:: Written problem ::
Copy the stretch of data below from its start through the line containing "(1233, 658)", keeping every line and not only the answers. Multiply each point coordinate in the answers by 1.9 and round it to a whole number, with halves rounding up. Give nothing beyond that stretch.

:: Exercise input ::
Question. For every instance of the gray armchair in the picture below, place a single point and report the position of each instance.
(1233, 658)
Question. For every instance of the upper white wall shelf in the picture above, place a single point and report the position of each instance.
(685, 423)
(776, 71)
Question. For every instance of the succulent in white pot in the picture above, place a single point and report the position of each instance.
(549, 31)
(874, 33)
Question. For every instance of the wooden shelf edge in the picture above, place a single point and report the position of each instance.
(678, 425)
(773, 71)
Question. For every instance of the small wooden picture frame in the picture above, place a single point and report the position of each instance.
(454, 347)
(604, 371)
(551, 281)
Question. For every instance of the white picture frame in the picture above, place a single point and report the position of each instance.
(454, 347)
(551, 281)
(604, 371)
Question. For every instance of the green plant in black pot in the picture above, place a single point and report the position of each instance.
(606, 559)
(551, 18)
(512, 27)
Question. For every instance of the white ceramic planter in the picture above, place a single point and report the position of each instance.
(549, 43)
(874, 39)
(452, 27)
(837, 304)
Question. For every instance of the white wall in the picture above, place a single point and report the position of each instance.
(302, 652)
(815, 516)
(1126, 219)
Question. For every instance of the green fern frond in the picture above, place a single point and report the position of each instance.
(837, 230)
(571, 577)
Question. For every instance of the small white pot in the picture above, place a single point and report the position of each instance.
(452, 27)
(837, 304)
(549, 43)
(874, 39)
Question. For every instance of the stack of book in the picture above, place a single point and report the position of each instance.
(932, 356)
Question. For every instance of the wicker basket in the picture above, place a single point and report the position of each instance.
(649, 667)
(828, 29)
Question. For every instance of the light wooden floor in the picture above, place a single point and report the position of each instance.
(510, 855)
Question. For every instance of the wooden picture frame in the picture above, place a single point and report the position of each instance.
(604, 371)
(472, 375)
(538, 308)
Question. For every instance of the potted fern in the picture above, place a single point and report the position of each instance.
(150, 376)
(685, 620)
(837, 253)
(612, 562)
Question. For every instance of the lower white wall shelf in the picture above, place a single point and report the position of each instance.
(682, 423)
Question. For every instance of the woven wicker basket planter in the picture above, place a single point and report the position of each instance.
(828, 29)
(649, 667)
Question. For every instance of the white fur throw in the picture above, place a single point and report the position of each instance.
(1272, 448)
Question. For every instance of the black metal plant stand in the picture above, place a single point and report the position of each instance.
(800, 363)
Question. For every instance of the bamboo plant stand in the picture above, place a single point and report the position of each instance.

:: Result ::
Question. For every instance of the gray armchair in the picture below, place a single point and report the position of each instance.
(2343, 1250)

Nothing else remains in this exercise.